— PASSAGE PROVIDED —
Then a technocratic government for a while that negotiated Greece’s second bailout, and two elections. The first was inconclusive, reflecting the strength of feeling after many years of hardship. So in May, the people voted in protest, leading to a rise in popularity of extreme left- and extreme right-wing parties but managed second time round in June to end up with a coalition of the centre.

The result was a strange alliance involving what had been, until recently, the two leading parties of centre left and centre right that had ruled Greece practically uninterrupted for decades. But by voting the way they did, the Greeks had given a signal that though they were overwhelmingly in favour of staying in the euro, they wanted the harsh austerity medicine to be eased. Five years of economic decline had left the country riven with serious social and political tensions.

The new centre-right-led government was given the mandate to renegotiate the terms of the austerity package, but the men in charge, particularly the new Prime Minister, Antonis Samaras and his technocratic finance minister, the respected Yannis Stournaras, have been trying to convince other European governments and the International Monetary Fund that they can effect change.

The Greeks have not been the most straightforward negotiators in the past, which has caused a lot of frustration, and they know that they need to change. But even if the will were there, it is a sad truth that the Greek administrative system is very inefficient and is in need of a substantial shake-up to move itself into the 20th, let alone the 21st century.

So little gets implemented. And this isn’t helped by the fact that the Greeks have the reputation of being lazy, enjoying huge perks and generally not keen to pay their taxes. Yet people forget that (if one believes the statistics) in fact Greece has the longest working hours in Europe and the Germans – where the population by and large believes that the Greeks should get no more financial help – have among the shortest working hours, though obviously are hugely more productive. It is, of course, also true that tax revenues are low because the culture of not trusting the state to spend taxpayers’ money is rife – as is the general dislike of politicians who are believed to have long exploited the system to line their pockets. This type of inherent mistrust of the state is hard to break and will take time to change.

— GIVEN INFORMATION —

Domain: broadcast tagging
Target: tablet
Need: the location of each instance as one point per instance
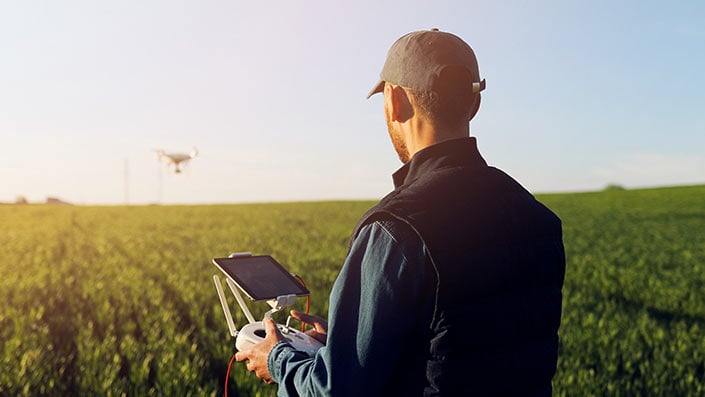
(260, 277)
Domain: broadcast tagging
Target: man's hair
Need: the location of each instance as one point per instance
(452, 103)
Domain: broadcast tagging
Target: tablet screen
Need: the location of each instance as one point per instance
(260, 277)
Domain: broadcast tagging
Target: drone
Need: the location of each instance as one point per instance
(177, 160)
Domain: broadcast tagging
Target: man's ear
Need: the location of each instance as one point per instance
(400, 109)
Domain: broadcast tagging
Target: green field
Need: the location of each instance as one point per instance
(119, 300)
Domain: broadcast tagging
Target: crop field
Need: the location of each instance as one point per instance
(120, 301)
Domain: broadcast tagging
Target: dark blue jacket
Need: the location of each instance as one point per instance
(499, 262)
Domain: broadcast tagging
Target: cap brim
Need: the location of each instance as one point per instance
(378, 88)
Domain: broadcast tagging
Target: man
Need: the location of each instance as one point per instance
(452, 285)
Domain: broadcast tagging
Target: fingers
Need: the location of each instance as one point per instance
(242, 355)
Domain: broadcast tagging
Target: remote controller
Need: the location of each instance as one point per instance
(255, 332)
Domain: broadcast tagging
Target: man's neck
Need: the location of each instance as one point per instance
(422, 134)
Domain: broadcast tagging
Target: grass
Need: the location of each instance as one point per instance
(119, 300)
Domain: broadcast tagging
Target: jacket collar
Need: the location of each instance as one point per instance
(452, 153)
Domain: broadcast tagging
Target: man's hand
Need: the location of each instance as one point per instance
(256, 356)
(320, 325)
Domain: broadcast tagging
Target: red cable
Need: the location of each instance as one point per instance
(308, 299)
(227, 375)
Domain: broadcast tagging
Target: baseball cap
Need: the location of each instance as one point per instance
(417, 59)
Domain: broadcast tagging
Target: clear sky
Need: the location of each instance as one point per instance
(579, 94)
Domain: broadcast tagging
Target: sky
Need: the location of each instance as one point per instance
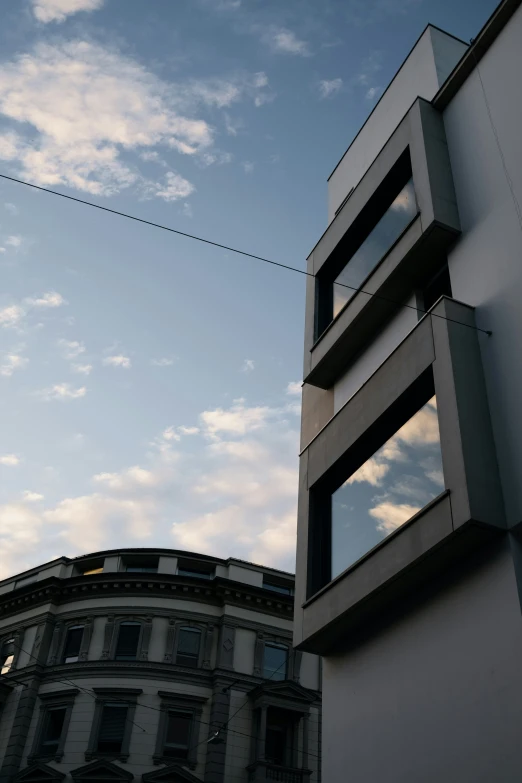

— TASK INSTRUCTIONS —
(a) In the passage on Greece, who is the technocratic finance minister?
(b) For each statement, say whether it agrees with the passage on Greece, quoting the words that decide it: (i) The first of the two elections produced a clear result. (ii) The Greeks were overwhelmingly in favor of staying in the euro. (iii) According to the statistics, Germany has the longest working hours in Europe.
(c) Continue the passage on Greece from its final sentence.
The listing plays no part in this work.

— ANSWERS BY ITEM NUMBER —
(a) Yannis Stournaras.

(b)
(i) No: "The first was inconclusive"
(ii) Yes: "they were overwhelmingly in favour of staying in the euro"
(iii) No: "Greece has the longest working hours in Europe"

(c)
And yet there is a positive side: the country achieved a very substantial cut in its deficit in year one of the crisis. This fell from 15 per cent of GDP to 10 per cent between 2009 and 2010 before the markets started worrying about the debt level and then Greece was no longer able to borrow in the international bond markets. And it is now likely to move to a primary surplus next year – in other words, current spending and revenues may well move into balance in 2013!

Some progress, indeed, but not much to cheer about because it will be achieved mainly through further cuts in wages and salaries, and by not paying contractors. In an economy that is declining rapidly – by 17 per cent in the last four years, probably contracting by a further 6 per cent in 2012 – raising enough tax revenue is difficult as companies are going bankrupt with the unemployment rate standing at around 25 per cent, a trebling over four years. Youth unemployment is more than 50 per cent.

There is a lot that can be said against Greece and its politicians. But it is clear that the country is not unique within the eurozone in the problems it is facing. Spain, the fourth largest European economy, is trapped in a major banking crisis and possibly about to ask for a proper bailout – and not just for its banking sector.

It has a similar unemployment rate to Greece’s and has also been hit by strikes and demonstrations as it unveils further cuts on top of the €60bn announced in the summer. Both countries are in recession and facing drops in GDP this year and next – and both need to restructure and liberate their economies.

Spain is only just now beginning to impose austerity measures that are raising taxes, hitting welfare, unemployment benefits, pensions and public-sector wages. Greece has already seen cuts of between 25 and 30 per cent in public sector wages and in pensions, trends which are being mirrored increasingly in the private sector. There will be even more hardship to come if the further €11.6bn cuts that the “troika” is demanding materialise.

Spain has done little of that so far and the pain will be felt increasingly in a country which has had one of the most generous welfare and unemployment benefits in the developed world.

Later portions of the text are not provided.